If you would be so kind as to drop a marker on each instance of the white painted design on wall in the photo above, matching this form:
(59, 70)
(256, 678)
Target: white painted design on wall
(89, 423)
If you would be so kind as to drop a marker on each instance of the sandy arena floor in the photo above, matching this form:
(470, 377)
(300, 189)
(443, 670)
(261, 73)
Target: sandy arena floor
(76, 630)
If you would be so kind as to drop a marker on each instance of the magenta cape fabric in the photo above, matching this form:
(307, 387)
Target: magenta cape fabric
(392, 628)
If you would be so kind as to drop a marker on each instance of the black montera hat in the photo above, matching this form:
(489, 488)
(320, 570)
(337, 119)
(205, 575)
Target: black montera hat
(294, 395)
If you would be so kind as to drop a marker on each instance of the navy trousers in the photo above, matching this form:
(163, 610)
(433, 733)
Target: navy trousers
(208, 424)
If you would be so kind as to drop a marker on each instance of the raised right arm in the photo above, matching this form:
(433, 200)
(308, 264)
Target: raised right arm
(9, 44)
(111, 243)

• Work required: Each record should come back exactly as written.

• Exercise answer:
If you would be so kind as to drop a marker on each instance of the white painted design on wall in the photo above, matching this form:
(59, 70)
(256, 678)
Target: white painted design on wall
(89, 423)
If you would be so kind as to drop a marker on each instance of the sandy arena floor in the photo above, matching this form:
(470, 377)
(300, 189)
(443, 670)
(261, 73)
Target: sandy arena floor
(76, 630)
If you would be so kind as to drop a marker on each instance of the magenta cape fabric in the photo above, matching this form:
(307, 387)
Target: magenta cape fabric
(392, 628)
If you would be so kind as to drop a marker on each instance of the black montera hat in the photo above, matching this form:
(489, 488)
(320, 570)
(337, 119)
(205, 575)
Target: black montera hat
(294, 395)
If you would be so kind as to drop a marker on each instance of the navy trousers in the photo above, matching this form:
(163, 610)
(433, 733)
Target: navy trousers
(208, 424)
If you would be so kind as to drop a marker on each instance of the raised right arm in the photo above, matching this form:
(433, 200)
(308, 264)
Target: raised right arm
(9, 44)
(111, 243)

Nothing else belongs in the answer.